#### Excerpt:
● ● ● ● ●

Transport Fever 211th December, 2019
PublisherGood Shepherd Entertainment
I've always been a fan of simulation, management and strategy games. They're all somewhat similar to each other in some way and they give me that joy of controlling something and always thinking towards the future. They let me do some long-term thinking, building for the future and holding off competition, be that in business or military, as well as the usual resource management. Transport Fever 2 allows for some aspects of this but is lacking in one major area.
That area is the complete and utter lack of competition, which quite literally defangs the whole game. There's no competition to be found in Transport Fever 2 at all. You don't have any AI-controlled companies, no opposition human players and no real threat to your own company other than your own incompetence. Frankly, even that isn't a great deal of a threat since you can simply settle in and wait for the little things to generate enough money to pay for more, no risks needed because there's nothing trying to beat you to the punch.
So what is Transport Fever 2, if it's lacking one of the fundamental aspects of these titles? It's more akin to Cities: Skylines, only you don't have to concern yourself with building up the cities themselves. Your task is a simple one, you need to give the villages, towns and cities what they need to fuel their growth. By road, rail, sea and air, you'll be connecting these population centres to each other as well as to resource points across the world, creating supply chains from one place to the next.

● ● ● ● ●

#### Dataset content:
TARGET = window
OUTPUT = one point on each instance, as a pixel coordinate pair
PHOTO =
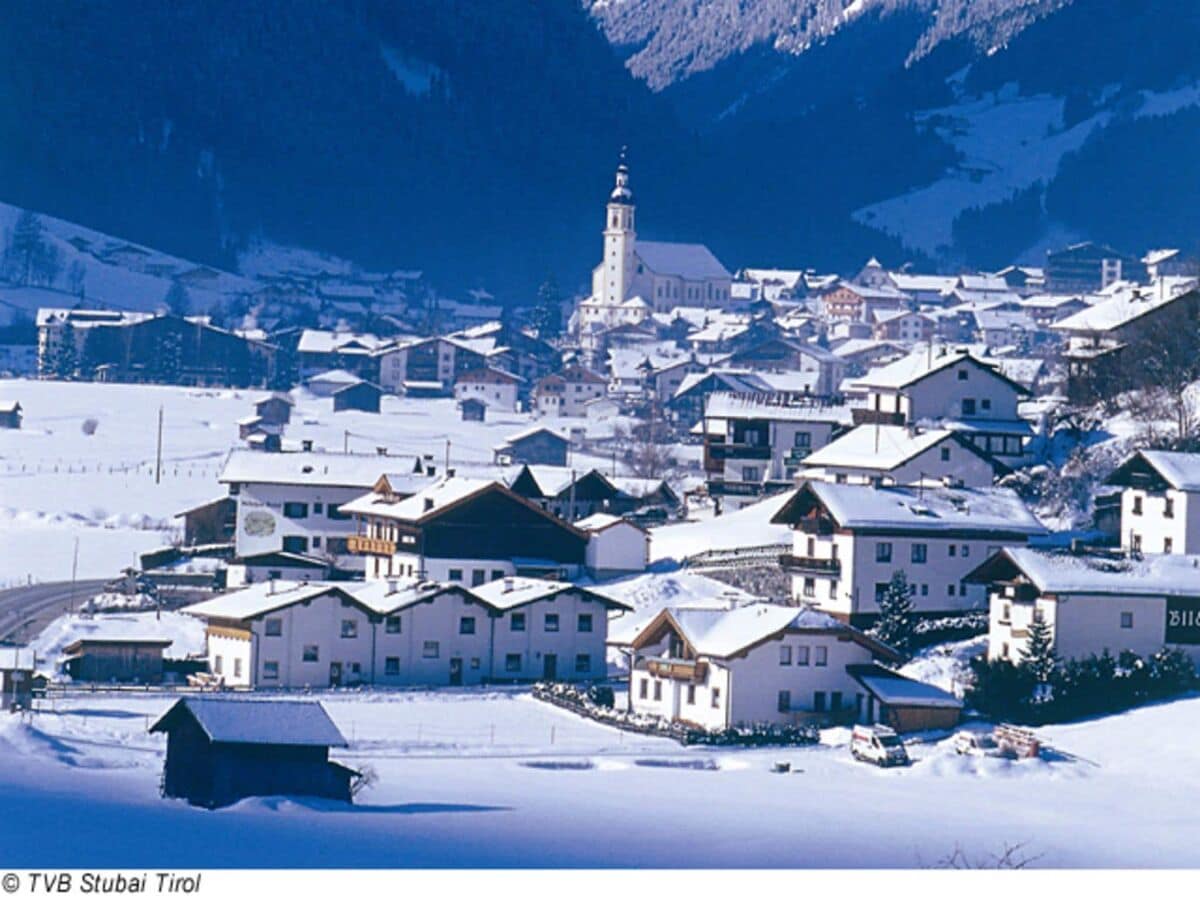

● ● ● ● ●

#### Task 1:
In the Transport Fever 2 review, which game is Transport Fever 2 said to be more akin to?
#### Task 2:
Retype the Transport Fever 2 review from "Transport Fever 211th" to "one major area.".
The listing is separate material and is not part of the Transport Fever 2 review.

#### Right answer 1:
Cities: Skylines.

#### Right answer 2:
Transport Fever 211th December, 2019
PublisherGood Shepherd Entertainment
I've always been a fan of simulation, management and strategy games. They're all somewhat similar to each other in some way and they give me that joy of controlling something and always thinking towards the future. They let me do some long-term thinking, building for the future and holding off competition, be that in business or military, as well as the usual resource management. Transport Fever 2 allows for some aspects of this but is lacking in one major area.